■ **Instruction**
Please retype every one of the rows below without changing a single character.

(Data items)
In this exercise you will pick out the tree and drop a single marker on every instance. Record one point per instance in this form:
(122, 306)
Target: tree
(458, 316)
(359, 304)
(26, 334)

■ **Task output**
In this exercise you will pick out the tree and drop a single marker on every instance. Record one point per instance in this form:
(122, 306)
Target: tree
(458, 316)
(359, 304)
(26, 334)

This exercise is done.